Data section:
>> START
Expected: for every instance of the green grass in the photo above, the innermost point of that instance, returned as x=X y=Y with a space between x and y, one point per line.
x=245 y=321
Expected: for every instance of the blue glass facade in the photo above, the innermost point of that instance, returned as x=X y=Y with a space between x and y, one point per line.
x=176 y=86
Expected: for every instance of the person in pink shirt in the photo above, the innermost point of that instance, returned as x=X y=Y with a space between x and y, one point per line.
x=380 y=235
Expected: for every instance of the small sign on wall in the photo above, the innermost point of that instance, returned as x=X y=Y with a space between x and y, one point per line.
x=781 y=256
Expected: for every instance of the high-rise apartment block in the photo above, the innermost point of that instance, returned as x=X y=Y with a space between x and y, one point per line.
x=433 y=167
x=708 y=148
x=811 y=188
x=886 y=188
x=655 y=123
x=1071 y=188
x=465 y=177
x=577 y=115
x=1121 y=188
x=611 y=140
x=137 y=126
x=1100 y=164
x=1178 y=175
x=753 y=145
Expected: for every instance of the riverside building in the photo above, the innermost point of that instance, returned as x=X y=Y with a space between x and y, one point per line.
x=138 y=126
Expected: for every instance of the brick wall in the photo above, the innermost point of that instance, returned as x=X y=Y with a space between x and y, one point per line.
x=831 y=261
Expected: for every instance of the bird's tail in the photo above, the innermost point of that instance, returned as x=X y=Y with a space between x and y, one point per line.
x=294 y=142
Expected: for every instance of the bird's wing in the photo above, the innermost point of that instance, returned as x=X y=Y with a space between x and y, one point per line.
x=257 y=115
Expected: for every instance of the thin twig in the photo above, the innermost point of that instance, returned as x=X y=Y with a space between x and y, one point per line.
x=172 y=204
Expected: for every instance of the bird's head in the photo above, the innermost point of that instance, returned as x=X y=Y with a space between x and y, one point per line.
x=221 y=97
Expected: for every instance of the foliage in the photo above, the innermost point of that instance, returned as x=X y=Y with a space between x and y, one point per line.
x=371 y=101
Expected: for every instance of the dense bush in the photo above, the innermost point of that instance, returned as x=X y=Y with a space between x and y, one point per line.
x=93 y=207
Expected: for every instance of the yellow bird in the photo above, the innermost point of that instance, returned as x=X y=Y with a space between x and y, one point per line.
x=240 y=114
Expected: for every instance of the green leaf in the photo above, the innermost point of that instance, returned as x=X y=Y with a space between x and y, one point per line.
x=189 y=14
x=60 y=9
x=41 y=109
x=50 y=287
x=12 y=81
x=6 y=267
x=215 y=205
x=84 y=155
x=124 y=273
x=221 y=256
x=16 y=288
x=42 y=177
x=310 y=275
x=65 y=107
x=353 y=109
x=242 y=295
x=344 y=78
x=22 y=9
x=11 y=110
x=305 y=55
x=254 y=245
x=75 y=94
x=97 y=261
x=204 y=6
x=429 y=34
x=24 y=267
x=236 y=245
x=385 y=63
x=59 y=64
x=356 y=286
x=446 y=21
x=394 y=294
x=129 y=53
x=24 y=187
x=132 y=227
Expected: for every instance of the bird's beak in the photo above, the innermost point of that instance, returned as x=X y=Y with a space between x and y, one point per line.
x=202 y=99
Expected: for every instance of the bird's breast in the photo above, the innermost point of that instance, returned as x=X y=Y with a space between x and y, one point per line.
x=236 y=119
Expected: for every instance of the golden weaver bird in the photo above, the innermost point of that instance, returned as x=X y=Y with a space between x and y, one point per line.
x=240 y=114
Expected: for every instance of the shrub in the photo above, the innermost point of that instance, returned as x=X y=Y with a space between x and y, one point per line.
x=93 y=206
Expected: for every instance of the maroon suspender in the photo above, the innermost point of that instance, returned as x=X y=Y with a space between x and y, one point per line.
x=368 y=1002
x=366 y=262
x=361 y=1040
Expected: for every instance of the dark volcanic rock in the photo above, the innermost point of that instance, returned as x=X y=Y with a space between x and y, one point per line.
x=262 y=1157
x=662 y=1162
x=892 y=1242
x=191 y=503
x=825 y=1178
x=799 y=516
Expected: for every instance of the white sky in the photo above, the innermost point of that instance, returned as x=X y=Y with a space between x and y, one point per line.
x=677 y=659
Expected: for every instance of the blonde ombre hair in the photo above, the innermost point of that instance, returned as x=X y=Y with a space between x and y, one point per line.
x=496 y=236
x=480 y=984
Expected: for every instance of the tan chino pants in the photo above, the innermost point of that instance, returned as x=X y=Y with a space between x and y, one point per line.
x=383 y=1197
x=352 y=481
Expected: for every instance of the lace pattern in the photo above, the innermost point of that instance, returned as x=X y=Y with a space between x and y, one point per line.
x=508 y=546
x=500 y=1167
>> END
Aim:
Please copy exactly the rows from the line that contains "Expected: for every instance of the lace" through the final line of the rows, including both.

Right answer:
Expected: for every instance of the lace pattern in the photo above, the innermost point of that instance, returned as x=X y=Y with a space between x and y, one point per line.
x=508 y=546
x=500 y=1167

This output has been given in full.